TEXT BLOCK:
============
Mr Nicolson admitted the health board was “a long way off” getting a pharmacist in every practice, though GPs and patients were beginning to see the benefits of having a pharmacist present.

A five-year prescribing action plan is also being drawn up, including the use of pharmacy technicians.

Mr Nicolson said the technicians could offer help in care homes, as well as going into people’s homes to help them order their prescriptions.

According to his report prescribing budgets were seen by some GPs as “largely irrelevant and simply indicative” and “perhaps unsurprisingly, many GPs seem not overly concerned by budget overspends, whether at practice or health board level.

“A view sometimes expressed is that ‘it’s up to the Scottish government [or] health board to provide an adequate budget to meet needs’. There is little evidence of any services which have been lost because of overspends, which adds credibility to this view.”

Shetland south councillor Billy Fox picked up on the observation, having been told at a previous meeting of the joint board that there needed to be a shift away from such a view.

“It’s a difficult one,” said Mr Nicolson.
============
EXTRACTED MATERIAL:
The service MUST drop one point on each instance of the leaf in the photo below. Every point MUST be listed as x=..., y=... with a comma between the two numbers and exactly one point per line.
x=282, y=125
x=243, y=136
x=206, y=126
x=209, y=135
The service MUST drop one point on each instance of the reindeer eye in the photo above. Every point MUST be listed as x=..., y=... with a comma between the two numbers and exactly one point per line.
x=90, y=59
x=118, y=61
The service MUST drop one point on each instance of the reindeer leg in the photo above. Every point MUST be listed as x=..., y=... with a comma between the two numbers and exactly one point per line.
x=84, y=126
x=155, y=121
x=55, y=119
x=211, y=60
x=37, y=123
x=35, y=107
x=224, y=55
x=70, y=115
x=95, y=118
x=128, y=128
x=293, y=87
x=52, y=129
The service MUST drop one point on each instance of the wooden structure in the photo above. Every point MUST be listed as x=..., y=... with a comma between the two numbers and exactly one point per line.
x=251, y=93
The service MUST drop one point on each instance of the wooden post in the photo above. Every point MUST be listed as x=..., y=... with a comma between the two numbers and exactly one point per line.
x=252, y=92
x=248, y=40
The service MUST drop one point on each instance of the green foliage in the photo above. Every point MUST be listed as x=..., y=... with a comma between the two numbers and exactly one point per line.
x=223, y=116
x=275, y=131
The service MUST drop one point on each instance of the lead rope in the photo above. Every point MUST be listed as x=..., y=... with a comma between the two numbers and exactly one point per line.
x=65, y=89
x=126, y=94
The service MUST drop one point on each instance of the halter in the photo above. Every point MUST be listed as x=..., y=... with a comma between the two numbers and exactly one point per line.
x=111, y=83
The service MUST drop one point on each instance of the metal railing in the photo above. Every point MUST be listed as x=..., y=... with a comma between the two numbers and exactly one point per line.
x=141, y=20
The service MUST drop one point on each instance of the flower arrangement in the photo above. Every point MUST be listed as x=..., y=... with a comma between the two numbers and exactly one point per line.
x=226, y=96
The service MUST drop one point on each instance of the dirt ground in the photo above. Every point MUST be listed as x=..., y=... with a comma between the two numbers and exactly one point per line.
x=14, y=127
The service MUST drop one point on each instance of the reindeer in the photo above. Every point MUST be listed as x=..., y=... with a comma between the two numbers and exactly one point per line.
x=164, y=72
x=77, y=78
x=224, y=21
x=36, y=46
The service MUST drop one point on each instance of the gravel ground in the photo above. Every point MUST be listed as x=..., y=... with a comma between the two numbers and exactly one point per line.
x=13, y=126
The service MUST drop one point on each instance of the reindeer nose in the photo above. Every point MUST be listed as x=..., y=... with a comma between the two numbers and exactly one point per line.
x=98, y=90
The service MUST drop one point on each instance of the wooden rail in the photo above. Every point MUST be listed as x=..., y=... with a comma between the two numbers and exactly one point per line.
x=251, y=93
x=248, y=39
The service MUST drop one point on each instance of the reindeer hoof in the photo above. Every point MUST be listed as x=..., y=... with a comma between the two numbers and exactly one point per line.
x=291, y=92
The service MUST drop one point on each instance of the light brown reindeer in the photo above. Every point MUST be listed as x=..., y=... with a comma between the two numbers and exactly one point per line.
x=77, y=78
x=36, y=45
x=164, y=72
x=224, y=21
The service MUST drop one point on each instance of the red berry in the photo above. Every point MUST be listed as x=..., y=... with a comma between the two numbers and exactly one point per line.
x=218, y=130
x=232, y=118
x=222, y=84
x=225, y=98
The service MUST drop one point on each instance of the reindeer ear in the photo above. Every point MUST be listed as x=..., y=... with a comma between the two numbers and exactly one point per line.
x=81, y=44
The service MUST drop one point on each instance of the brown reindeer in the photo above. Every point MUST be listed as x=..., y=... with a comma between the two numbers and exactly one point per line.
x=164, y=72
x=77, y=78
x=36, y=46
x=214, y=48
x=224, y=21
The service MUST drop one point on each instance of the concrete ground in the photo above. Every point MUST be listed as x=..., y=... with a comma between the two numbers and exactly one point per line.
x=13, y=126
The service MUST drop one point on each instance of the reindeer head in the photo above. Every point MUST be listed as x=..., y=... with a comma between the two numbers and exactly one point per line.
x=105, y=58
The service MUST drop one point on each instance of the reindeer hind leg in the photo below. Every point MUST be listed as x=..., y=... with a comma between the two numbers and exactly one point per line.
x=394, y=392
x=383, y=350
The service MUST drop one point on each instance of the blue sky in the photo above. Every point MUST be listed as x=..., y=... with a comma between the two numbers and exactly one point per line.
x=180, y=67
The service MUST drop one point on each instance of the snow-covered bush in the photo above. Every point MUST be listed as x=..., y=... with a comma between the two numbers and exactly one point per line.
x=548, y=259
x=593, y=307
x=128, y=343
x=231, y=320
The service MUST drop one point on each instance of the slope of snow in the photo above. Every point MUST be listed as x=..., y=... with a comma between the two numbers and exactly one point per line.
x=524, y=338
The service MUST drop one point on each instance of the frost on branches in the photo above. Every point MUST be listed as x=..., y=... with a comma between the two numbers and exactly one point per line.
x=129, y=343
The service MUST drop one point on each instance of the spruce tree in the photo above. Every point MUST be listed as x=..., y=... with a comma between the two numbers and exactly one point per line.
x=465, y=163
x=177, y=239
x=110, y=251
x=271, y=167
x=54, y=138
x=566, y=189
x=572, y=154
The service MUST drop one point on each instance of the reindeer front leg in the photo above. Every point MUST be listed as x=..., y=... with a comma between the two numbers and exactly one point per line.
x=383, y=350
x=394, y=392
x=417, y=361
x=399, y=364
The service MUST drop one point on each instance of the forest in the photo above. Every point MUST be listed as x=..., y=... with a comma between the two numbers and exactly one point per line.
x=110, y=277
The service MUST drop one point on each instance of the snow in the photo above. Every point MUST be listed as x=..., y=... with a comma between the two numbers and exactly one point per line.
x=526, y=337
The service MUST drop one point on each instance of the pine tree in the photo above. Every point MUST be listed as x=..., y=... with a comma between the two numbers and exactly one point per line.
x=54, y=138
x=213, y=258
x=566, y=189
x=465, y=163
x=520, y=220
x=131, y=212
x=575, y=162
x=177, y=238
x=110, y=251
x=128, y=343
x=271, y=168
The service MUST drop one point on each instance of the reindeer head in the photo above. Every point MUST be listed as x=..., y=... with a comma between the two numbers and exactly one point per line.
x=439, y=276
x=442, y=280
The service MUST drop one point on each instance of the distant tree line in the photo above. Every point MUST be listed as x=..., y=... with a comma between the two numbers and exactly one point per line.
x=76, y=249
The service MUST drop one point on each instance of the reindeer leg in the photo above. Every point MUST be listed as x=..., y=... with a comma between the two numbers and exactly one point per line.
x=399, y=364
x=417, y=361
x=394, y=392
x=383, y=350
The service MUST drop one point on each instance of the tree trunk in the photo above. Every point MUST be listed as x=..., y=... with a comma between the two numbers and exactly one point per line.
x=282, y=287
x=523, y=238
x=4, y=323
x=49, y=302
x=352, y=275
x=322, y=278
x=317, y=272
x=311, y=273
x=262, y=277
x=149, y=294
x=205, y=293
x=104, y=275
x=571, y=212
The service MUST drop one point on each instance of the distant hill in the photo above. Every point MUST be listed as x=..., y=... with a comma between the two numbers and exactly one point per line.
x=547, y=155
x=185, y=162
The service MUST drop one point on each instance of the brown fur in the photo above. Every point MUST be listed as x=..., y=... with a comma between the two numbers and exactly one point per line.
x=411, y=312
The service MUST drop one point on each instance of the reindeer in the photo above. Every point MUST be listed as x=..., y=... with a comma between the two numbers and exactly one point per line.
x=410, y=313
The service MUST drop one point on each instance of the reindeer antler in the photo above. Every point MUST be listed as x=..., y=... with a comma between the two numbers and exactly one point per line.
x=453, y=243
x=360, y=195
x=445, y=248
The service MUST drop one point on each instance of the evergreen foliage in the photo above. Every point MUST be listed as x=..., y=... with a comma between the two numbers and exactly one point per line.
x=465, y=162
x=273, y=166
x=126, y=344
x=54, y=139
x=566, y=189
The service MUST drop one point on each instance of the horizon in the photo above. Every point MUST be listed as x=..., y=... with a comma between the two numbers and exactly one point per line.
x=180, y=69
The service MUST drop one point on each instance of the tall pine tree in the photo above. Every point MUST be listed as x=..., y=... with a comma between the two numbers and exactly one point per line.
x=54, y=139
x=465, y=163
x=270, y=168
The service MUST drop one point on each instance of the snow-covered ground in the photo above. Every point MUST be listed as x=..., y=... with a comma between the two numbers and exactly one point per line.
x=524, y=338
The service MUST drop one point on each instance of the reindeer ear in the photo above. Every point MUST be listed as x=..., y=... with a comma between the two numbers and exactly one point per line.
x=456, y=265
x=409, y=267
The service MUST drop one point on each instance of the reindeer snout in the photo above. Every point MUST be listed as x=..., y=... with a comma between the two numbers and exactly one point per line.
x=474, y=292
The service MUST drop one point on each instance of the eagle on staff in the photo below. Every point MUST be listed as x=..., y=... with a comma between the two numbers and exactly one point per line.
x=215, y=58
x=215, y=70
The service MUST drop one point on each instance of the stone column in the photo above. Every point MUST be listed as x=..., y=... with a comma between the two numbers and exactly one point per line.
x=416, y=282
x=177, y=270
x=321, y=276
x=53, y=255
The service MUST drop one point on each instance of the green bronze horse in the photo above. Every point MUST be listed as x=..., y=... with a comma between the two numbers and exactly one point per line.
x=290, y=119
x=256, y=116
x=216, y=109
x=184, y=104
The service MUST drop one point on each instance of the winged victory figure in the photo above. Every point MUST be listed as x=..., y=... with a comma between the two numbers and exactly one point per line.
============
PARTS OF THE EXERCISE:
• a. In the excerpt on prescribing, where could pharmacy technicians offer help, besides going into people's homes to help them order prescriptions?
• b. Reproduce the part of the excerpt on prescribing starting with "According to his" and going on through "said Mr Nicolson.".

ANSWERS TO THE TASKS:
• a. In care homes.

• b.
According to his report prescribing budgets were seen by some GPs as “largely irrelevant and simply indicative” and “perhaps unsurprisingly, many GPs seem not overly concerned by budget overspends, whether at practice or health board level.

“A view sometimes expressed is that ‘it’s up to the Scottish government [or] health board to provide an adequate budget to meet needs’. There is little evidence of any services which have been lost because of overspends, which adds credibility to this view.”

Shetland south councillor Billy Fox picked up on the observation, having been told at a previous meeting of the joint board that there needed to be a shift away from such a view.

“It’s a difficult one,” said Mr Nicolson.